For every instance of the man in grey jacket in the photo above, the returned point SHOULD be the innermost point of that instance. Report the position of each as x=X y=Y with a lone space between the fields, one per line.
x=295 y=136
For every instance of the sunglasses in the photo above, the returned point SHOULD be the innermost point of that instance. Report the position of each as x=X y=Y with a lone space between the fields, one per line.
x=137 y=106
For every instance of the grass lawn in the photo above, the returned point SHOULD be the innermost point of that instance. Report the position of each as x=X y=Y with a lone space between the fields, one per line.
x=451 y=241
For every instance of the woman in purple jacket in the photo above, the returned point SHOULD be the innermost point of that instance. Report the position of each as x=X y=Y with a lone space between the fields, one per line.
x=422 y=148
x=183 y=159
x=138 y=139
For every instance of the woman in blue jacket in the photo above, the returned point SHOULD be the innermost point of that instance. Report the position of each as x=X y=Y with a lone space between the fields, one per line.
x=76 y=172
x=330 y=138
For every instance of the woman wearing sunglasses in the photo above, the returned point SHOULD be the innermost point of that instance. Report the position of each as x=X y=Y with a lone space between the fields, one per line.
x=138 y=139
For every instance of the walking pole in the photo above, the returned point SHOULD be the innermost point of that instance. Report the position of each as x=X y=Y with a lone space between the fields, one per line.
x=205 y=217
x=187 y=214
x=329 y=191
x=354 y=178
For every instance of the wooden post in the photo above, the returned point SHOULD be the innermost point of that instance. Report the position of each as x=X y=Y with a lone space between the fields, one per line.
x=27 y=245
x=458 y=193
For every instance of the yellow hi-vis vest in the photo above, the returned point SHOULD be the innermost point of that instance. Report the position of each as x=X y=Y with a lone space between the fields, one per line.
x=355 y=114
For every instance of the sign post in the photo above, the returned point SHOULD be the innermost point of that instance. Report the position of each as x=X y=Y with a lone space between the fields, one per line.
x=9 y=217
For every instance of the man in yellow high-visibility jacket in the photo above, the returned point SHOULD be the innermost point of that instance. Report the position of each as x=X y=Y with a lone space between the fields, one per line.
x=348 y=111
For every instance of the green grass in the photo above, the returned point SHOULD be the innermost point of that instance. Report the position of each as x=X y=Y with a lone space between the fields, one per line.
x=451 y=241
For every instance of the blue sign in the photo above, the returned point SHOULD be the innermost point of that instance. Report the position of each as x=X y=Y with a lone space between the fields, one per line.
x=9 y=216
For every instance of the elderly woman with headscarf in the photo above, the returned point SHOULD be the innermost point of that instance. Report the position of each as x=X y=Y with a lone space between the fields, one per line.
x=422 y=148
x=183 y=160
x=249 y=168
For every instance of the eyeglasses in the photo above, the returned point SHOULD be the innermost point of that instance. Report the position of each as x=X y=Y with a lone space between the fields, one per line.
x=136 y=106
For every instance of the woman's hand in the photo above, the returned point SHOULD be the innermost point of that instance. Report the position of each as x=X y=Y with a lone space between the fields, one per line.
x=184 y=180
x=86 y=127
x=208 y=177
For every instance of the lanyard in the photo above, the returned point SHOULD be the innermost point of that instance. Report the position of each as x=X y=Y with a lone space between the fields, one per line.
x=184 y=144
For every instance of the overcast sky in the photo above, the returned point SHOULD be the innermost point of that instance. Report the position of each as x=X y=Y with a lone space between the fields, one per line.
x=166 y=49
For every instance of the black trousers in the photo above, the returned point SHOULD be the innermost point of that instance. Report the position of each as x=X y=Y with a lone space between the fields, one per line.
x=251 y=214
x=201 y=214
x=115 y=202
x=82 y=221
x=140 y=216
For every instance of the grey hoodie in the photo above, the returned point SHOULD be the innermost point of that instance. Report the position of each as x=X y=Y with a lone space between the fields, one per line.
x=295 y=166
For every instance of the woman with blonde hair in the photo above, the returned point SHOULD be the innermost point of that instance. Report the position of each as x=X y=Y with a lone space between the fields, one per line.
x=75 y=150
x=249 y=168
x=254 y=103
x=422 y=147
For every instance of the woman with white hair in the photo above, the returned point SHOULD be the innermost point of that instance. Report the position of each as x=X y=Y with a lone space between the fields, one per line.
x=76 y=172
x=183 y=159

________

> AIM OF THE EXERCISE:
Can you rewrite all of the records above, changing "innermost" to "central" wherever it occurs and leaving everything else unchanged?

> FULL ANSWER:
For every instance of the man in grey jacket in the photo above, the returned point SHOULD be the central point of that instance. Report the position of each as x=X y=Y with a lone space between the fields, one per line.
x=295 y=136
For every instance of the sunglasses in the photo above, the returned point SHOULD be the central point of that instance. Report the position of each as x=X y=Y with a lone space between the fields, one per line.
x=137 y=106
For every instance of the grass lawn in the photo above, the returned point SHOULD be the central point of that instance. Report the position of each as x=X y=Y with a lone space between the fields, one per line.
x=451 y=241
For every instance of the woman in purple jacket in the photo above, the returned point SHOULD be the central point of that instance. Report the position of each as x=X y=Y with a lone space between the fields, one per line.
x=422 y=148
x=183 y=159
x=138 y=139
For every instance of the woman in blue jacket in the photo above, the returned point SHOULD be the central point of that instance. Report the position of each as x=X y=Y with a lone space between the fields, one per line.
x=76 y=172
x=330 y=138
For every instance of the woman wearing sunglasses in the photo above, the returned point SHOULD be the central point of that instance. Report the position of each as x=X y=Y with a lone space between the fields, one per line.
x=138 y=139
For every instance of the walking pole in the photo above, the returned point SHOULD be the central point of that instance. Report the position of each as x=X y=Y with a lone space between the fields, one per line.
x=205 y=217
x=187 y=214
x=329 y=191
x=354 y=178
For every instance of the wooden post in the photo above, the returned point SHOULD be the central point of that instance. Report the position of each as x=X y=Y with a lone space between the fields, one per line.
x=27 y=245
x=458 y=193
For every instance of the yellow hi-vis vest in the photo above, the returned point SHOULD be the central point of that instance. Report the position of each as x=X y=Y with a lone space between the fields, one per line.
x=355 y=114
For every instance of the sign post in the photo above, the returned point SHOULD be the central point of that instance. Report the position of each as x=X y=Y with a lone space between the fields, one per line.
x=9 y=217
For every instance of the man in yellow high-visibility jacket in the photo above, the returned point SHOULD be the central point of that instance. Report the position of each as x=X y=Y with a lone space between the fields, one per line.
x=348 y=111
For every instance of the green grass in the photo above, the returned point SHOULD be the central point of that instance. Report the position of each as x=X y=Y with a lone space between the fields, one per line.
x=451 y=241
For every instance of the blue sign in the photo above, the returned point SHOULD be the central point of that instance. Report the position of each as x=X y=Y with a lone space between the fields, one per line.
x=9 y=216
For every instance of the elderly woman with headscarf in the photo above, the returned point SHOULD be the central point of that instance. Report the position of each as x=X y=Y with a lone space between the fields, one per line.
x=422 y=148
x=183 y=160
x=249 y=168
For every instance of the eyeglasses in the photo above, the returned point SHOULD be the central point of that instance. Report the position of each as x=X y=Y with a lone space between the fields, one per line.
x=136 y=106
For every instance of the woman's hand in the photo above, the returned point SHOULD be the central point of that instance. Report the position of each as x=X y=Y with a lone space between the fields, one per line.
x=184 y=180
x=86 y=127
x=208 y=177
For every instance of the lanyard in the photo above, the returned point SHOULD be the central point of that instance. Report the position of each as x=X y=Y with a lone space between the fields, one per line.
x=184 y=144
For every instance of the overcast sky in the photo above, the returned point SHOULD be the central point of that instance. Report the position of each as x=X y=Y with a lone space between the fields, one per line.
x=166 y=49
For every instance of the black trousers in the photo above, the returned point SHOULD be the central point of that instance. Report the position of each as x=X y=Y with a lone space between the fields, one per line.
x=251 y=214
x=201 y=214
x=115 y=202
x=82 y=221
x=140 y=216
For every instance of the grey hoodie in the photo above, the returned point SHOULD be the central point of that instance. Report the position of each as x=X y=Y with a lone space between the fields, one per line.
x=295 y=166
For every instance of the woman with blonde hair in the photo above, the returned point SHOULD be the central point of that instance. Report the position of each as x=X y=Y with a lone space between the fields, one per line.
x=75 y=150
x=249 y=168
x=254 y=103
x=422 y=147
For every instance of the woman with white hair in the photo above, the returned point SHOULD be the central point of that instance. Report the position of each as x=X y=Y with a lone space between the fields, one per line.
x=76 y=172
x=183 y=159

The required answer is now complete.